Pick out each line of the data below that contains the string "window" and copy those lines unchanged.

Stored data entries:
--- Begin ---
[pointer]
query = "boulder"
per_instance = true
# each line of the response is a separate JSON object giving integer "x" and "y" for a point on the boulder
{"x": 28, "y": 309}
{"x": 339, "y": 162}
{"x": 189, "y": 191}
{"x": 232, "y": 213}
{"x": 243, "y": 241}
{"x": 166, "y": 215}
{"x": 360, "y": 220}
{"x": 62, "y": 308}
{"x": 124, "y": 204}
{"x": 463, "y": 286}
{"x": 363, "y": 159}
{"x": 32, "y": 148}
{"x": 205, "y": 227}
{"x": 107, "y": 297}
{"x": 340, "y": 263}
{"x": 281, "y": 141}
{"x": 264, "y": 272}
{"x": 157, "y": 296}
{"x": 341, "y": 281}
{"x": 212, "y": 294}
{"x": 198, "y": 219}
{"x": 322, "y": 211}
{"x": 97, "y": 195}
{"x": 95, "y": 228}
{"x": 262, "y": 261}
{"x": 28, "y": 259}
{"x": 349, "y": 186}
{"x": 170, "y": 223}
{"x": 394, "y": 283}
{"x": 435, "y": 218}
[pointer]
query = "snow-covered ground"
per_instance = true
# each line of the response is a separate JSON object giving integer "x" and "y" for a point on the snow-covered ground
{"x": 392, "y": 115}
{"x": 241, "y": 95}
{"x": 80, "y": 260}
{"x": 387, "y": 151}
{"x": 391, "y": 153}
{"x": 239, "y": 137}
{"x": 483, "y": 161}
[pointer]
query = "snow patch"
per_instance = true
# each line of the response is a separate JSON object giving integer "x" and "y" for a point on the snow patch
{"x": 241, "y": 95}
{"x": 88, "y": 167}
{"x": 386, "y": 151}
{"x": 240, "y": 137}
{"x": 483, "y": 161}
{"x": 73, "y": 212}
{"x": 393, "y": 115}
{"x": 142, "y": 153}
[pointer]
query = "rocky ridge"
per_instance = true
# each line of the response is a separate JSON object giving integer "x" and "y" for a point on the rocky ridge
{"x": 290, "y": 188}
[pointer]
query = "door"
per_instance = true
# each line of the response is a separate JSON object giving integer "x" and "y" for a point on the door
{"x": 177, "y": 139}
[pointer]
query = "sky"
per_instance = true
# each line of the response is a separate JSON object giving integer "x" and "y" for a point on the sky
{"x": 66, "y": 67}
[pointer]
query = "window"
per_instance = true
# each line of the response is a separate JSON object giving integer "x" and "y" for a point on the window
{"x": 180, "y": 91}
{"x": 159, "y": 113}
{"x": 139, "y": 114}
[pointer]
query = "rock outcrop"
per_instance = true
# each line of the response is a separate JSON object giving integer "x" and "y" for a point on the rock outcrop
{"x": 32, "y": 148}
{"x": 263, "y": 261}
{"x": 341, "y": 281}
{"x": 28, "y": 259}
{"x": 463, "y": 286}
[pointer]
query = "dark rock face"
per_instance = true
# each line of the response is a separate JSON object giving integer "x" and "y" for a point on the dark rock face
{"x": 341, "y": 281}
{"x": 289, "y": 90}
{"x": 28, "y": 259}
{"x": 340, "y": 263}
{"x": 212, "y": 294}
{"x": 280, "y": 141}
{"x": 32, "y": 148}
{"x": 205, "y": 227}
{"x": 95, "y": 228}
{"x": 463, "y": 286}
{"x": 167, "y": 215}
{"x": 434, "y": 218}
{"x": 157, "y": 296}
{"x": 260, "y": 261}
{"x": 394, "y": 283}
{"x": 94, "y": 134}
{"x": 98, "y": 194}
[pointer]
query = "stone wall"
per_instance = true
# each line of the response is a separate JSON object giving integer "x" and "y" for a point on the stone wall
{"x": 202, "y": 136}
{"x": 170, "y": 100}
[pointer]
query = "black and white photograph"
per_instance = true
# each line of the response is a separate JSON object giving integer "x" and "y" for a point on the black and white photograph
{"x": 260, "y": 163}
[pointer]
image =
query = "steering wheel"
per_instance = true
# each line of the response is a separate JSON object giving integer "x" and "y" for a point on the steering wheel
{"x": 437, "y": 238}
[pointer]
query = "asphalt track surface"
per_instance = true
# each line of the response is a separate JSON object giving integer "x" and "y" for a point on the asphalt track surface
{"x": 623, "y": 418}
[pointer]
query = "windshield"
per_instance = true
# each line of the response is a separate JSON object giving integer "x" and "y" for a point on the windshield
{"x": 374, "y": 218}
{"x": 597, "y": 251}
--- End ---
--- Begin ---
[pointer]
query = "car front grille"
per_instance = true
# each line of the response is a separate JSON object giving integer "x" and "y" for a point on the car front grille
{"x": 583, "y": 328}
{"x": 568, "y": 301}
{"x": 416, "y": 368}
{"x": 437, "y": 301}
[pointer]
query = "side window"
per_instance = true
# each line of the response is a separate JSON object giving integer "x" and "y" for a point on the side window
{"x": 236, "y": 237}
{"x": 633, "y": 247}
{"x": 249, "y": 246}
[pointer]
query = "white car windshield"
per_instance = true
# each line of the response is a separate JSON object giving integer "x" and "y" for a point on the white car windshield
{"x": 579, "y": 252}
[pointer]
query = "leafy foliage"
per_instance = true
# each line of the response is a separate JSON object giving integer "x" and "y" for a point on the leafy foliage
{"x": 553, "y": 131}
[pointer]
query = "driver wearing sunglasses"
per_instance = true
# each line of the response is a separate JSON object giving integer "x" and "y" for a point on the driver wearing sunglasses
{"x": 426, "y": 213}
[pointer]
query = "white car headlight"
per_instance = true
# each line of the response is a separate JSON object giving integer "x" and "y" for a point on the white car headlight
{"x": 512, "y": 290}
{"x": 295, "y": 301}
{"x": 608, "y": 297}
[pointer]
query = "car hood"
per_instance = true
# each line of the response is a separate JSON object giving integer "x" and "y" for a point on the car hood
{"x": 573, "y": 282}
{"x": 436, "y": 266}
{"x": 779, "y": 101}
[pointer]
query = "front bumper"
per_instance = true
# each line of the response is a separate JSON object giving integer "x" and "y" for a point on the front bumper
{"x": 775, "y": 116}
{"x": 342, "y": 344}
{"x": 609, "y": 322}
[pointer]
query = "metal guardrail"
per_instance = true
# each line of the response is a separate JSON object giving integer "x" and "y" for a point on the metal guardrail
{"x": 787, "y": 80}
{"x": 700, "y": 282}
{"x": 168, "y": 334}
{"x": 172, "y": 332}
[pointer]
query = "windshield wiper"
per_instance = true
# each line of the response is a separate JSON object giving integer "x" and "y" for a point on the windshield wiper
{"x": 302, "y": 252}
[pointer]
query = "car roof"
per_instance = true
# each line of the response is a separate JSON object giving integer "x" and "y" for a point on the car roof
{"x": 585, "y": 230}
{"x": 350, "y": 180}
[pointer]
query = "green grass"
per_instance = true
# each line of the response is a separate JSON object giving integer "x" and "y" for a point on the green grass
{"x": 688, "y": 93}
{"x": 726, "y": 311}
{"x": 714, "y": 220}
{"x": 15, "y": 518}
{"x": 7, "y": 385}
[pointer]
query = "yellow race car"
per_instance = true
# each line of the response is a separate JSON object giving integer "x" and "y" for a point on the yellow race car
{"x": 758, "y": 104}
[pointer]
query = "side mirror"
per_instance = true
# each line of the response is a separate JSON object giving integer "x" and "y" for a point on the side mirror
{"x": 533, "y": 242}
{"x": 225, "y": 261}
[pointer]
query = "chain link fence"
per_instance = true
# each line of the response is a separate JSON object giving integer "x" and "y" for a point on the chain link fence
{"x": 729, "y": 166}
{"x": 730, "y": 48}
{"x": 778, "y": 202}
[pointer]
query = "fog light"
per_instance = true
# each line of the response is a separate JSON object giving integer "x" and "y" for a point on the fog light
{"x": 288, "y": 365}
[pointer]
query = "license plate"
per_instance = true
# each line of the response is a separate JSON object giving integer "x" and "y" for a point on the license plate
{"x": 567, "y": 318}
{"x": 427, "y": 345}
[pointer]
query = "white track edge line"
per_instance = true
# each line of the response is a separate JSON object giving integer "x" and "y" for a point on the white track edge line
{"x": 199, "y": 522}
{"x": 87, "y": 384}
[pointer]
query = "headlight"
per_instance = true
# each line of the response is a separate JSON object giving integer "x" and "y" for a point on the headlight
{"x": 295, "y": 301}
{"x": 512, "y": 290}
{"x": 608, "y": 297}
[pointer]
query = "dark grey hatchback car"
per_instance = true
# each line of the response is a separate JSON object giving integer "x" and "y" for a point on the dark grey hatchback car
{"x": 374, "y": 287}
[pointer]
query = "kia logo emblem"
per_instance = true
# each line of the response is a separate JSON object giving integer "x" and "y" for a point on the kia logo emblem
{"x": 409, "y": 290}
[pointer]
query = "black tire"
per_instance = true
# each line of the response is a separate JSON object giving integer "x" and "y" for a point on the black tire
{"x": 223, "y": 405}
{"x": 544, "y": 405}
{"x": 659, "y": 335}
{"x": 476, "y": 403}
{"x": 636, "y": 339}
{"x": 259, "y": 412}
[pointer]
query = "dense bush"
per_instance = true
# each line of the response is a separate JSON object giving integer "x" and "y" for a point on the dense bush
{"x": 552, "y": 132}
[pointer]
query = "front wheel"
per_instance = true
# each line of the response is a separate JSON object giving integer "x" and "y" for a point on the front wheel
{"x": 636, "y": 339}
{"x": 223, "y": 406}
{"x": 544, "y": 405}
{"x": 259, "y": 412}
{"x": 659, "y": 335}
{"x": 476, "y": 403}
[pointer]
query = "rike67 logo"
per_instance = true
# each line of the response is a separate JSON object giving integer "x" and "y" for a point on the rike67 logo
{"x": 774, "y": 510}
--- End ---
Task output.
query = "window"
# each line of the response is a separate JSON object giving integer "x" and "y" for a point on the window
query = "side window"
# each line of the response is a separate JSON object giving integer "x" and "y" for a point on the side window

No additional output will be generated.